● **Exercise goal**:
Write out the listing below without alteration, omitting its pictures.

──────────

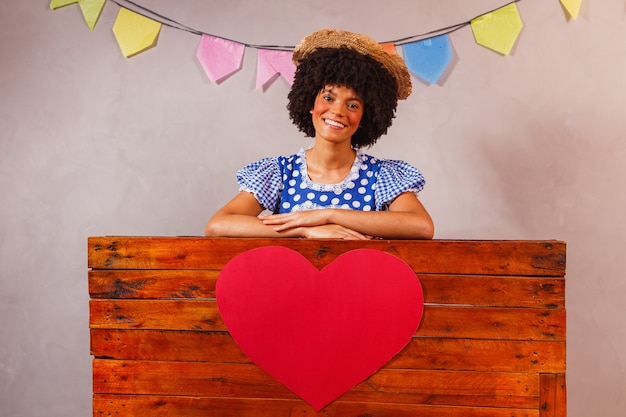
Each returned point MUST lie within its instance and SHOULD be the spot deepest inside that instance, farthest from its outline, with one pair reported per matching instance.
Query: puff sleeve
(262, 178)
(396, 177)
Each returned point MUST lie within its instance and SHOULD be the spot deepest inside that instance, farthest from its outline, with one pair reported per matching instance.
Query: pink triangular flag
(271, 63)
(219, 57)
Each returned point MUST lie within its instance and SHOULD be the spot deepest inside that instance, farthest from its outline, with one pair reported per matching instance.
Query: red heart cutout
(319, 333)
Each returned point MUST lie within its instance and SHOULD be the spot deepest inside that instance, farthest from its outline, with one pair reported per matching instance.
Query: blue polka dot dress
(282, 185)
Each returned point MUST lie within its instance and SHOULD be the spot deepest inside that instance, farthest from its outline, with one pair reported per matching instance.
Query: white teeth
(333, 123)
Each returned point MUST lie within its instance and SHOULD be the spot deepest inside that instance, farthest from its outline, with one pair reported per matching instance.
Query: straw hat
(335, 38)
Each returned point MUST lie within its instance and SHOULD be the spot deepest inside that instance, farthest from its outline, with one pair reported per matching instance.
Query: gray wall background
(528, 146)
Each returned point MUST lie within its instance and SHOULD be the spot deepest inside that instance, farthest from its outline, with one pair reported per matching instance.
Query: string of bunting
(427, 55)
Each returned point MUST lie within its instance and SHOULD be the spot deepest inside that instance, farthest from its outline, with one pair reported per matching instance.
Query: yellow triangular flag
(572, 7)
(499, 29)
(135, 33)
(91, 11)
(55, 4)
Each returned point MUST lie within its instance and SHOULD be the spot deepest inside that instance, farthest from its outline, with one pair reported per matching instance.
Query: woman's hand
(312, 224)
(307, 218)
(332, 231)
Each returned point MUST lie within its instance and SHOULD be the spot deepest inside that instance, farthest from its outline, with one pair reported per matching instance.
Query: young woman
(344, 94)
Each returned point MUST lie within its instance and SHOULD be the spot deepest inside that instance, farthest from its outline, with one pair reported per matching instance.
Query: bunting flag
(55, 4)
(135, 33)
(91, 11)
(271, 63)
(572, 7)
(427, 56)
(219, 57)
(499, 29)
(428, 59)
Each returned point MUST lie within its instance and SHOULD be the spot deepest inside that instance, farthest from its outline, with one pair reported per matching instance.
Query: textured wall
(529, 146)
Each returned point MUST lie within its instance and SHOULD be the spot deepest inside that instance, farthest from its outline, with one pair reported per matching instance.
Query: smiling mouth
(334, 123)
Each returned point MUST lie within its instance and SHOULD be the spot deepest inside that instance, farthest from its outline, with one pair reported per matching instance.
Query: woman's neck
(329, 165)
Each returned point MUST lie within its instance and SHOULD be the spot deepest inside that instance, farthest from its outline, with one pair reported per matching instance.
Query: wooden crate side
(426, 353)
(437, 321)
(179, 406)
(478, 290)
(545, 258)
(493, 389)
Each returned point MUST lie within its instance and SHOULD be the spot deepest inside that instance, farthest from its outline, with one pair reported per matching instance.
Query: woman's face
(337, 113)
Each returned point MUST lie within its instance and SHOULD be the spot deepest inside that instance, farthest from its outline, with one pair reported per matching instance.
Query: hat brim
(336, 38)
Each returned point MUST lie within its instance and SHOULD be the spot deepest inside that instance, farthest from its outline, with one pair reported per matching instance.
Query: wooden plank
(421, 353)
(167, 406)
(548, 395)
(561, 396)
(480, 290)
(493, 389)
(437, 321)
(532, 258)
(553, 402)
(154, 284)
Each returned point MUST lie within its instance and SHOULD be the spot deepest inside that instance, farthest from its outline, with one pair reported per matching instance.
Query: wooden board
(491, 342)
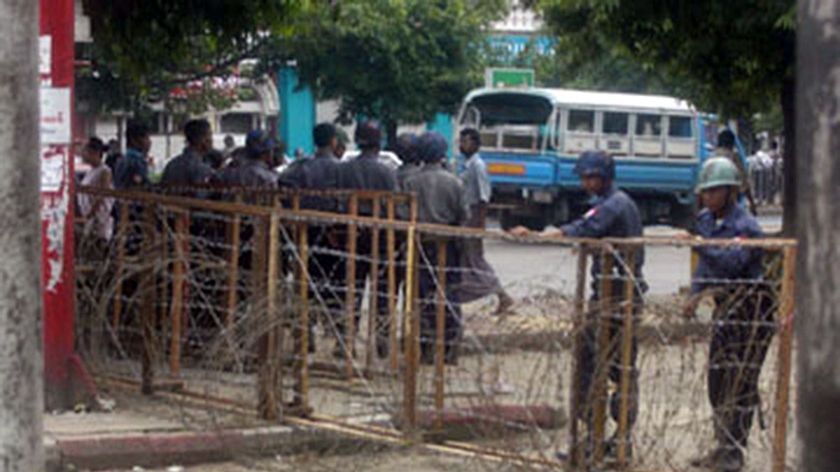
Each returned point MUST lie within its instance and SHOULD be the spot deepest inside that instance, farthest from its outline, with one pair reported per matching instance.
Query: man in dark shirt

──────────

● **Written reply**:
Each returned point MUST lie within its instance and SHOULD be the spot deepest inside that instance, farthest from its outline, with one pair reported per matching instance.
Query: puff sleeve
(262, 178)
(396, 177)
Each returned point MUST lie within its instance and SHOULD be the spot deepest inside that instance, farthest from its outline, with one pair reported per matching instance.
Query: pink triangular flag
(271, 63)
(219, 57)
Each returned point MUST lie within its instance and SHOULD be the spot deepest inside that instance, farthest from its outline, with one pair reported per matching instance.
Query: red heart cutout
(319, 333)
Each returned point MUST lie within its instance and SHOULD be the spot deepest inside that instance, farthest from its outline, with one pair reported per matching instance.
Query: blue polka dot dress
(282, 185)
Each returned point MUST lie within its instance and SHOULD be the spot deepest inside that instance, farthest from its outline, with one pair reported per matching instance.
Query: white teeth
(333, 123)
Each returned point MUST lie within its instance and SHOULD be the spot deepest inside that instance, farthest from its outline, with one pair reported per matching instance.
Query: straw hat
(335, 38)
Each returned point MUST lie within its instance and SHOULD be the spot deepest inside that instance, farthest from its outline, with one pair reported per matching instance.
Query: gray wall background
(528, 146)
Each returned point MUST lie within its instance and SHOULD be the spot deepest inside that instance, farthest from its outline, with one pair reported per matching instance.
Query: string of bunting
(427, 55)
Each returned point MUST lie within its instance and SHOULD be the spot deepest inside that instance, farthest from its outline, with one pair reported per matching instance.
Query: yellow triangular flag
(572, 7)
(499, 29)
(135, 33)
(91, 11)
(55, 4)
Each returned point MUST lie within its instance and SHOULD be the spot deepest inside that instance, farthest from its outline, with one pair reported per matching instance.
Query: woman's hand
(312, 224)
(307, 218)
(332, 231)
Each returned point MUST lie within its instance and SHOULD be the spot deepest inside that instance, farthest from its outline, with one pair reported per matching instance.
Query: young woman
(344, 94)
Each returned point MUST lie within its instance and SHOULD be the spot deepest inside that instance, farthest from its outline, with one pair reported per matching instance.
Query: bunting flag
(55, 4)
(135, 33)
(91, 11)
(271, 63)
(572, 7)
(427, 56)
(219, 57)
(499, 29)
(428, 59)
Each returned point MUST lie within its instance and SHOULD be the spot deepest inside that instance, farthest from its outline, with one pair reported per matching instance.
Query: textured wall
(529, 146)
Each returned point MUST lie within its instance and SHOULD be the spot deepest inside that instance, farthest from its outline, with one pair reported per matching instance.
Query: smiling mouth
(334, 123)
Each returned point MUST lie within its instance and SHOULD be the spot deepest inside that instance, farthest from its outline, with one pair reported per matching instance.
Query: woman's neck
(329, 165)
Each returned point MUST lie within its instance and SHOULD be the spot deepest inside that instance, farthest from its outline, with one pair reported per matching instance.
Query: wooden crate side
(426, 353)
(437, 321)
(179, 406)
(478, 290)
(545, 258)
(493, 389)
Each returned point MUST lie within its instance and SHOULD be the spot deepest inside that instance, farthest from its outline, with one pair reported per matching instance.
Query: woman's face
(337, 113)
Each returned point MUST lie within its instance and SHOULD be the spot deepest inside that instance, farthest from its outline, with one pair reported per matching instance.
Query: hat brim
(336, 38)
Each returned point MUST lie within its instance and SHOULD be the spot deepest inside that instance, farthest from its outline, with one pair reported per matching instance.
Query: wooden plank
(421, 353)
(167, 406)
(548, 395)
(561, 396)
(480, 290)
(493, 389)
(437, 321)
(532, 258)
(553, 402)
(154, 284)
Each returned point MUST lie within its instance and SHOULD be the spot deepest inside that instance, farthest from its outline, with one pair reported per matching instance.
Query: wooden board
(491, 342)
Each returned point MUST lie within its instance and SHOULD be the spot deepest inside that instance, farthest from its outline, with one pair reported per matching instance.
Query: man in dark shirt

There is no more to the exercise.